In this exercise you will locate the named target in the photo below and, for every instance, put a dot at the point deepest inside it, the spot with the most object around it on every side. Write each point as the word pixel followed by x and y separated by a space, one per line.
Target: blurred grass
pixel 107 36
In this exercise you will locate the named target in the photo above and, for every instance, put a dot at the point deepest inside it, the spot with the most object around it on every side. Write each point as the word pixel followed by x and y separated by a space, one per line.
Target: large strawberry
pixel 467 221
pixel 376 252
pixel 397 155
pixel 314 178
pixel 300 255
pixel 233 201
************
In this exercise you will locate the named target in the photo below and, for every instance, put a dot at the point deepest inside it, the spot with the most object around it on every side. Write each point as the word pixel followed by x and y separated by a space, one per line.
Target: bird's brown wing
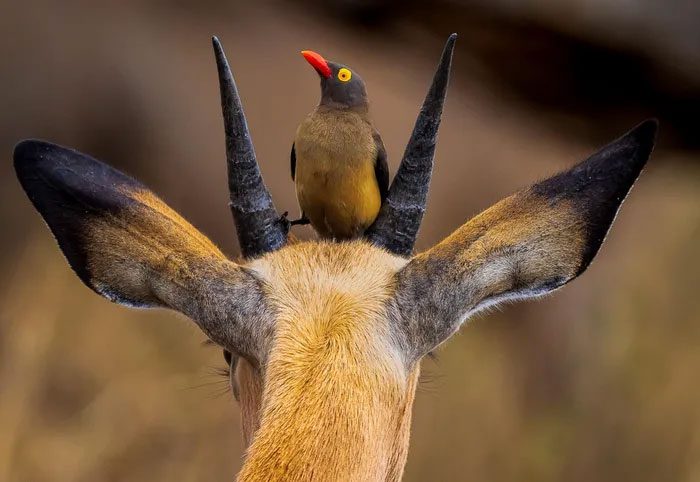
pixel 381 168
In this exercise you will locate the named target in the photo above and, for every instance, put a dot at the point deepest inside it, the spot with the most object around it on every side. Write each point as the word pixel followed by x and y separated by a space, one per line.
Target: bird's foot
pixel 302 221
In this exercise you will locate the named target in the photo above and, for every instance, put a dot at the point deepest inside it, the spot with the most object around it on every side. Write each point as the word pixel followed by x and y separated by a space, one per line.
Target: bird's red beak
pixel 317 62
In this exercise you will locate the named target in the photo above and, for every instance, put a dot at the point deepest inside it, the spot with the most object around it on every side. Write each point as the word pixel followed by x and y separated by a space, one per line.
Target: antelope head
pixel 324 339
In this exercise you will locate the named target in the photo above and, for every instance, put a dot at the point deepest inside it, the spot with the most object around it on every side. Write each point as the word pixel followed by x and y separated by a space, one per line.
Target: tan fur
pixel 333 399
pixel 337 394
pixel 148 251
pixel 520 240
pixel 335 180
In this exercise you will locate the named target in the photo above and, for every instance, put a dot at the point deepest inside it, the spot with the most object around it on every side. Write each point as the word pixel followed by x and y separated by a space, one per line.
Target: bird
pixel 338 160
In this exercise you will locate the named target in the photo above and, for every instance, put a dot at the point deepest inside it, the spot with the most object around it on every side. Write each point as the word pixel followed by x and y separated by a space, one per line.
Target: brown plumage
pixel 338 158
************
### EXERCISE
Gather every line of the listing above that contains the word "brown" and copy each one out in full.

### EXERCISE RESPONSE
Target: bird's brown wing
Target: brown plumage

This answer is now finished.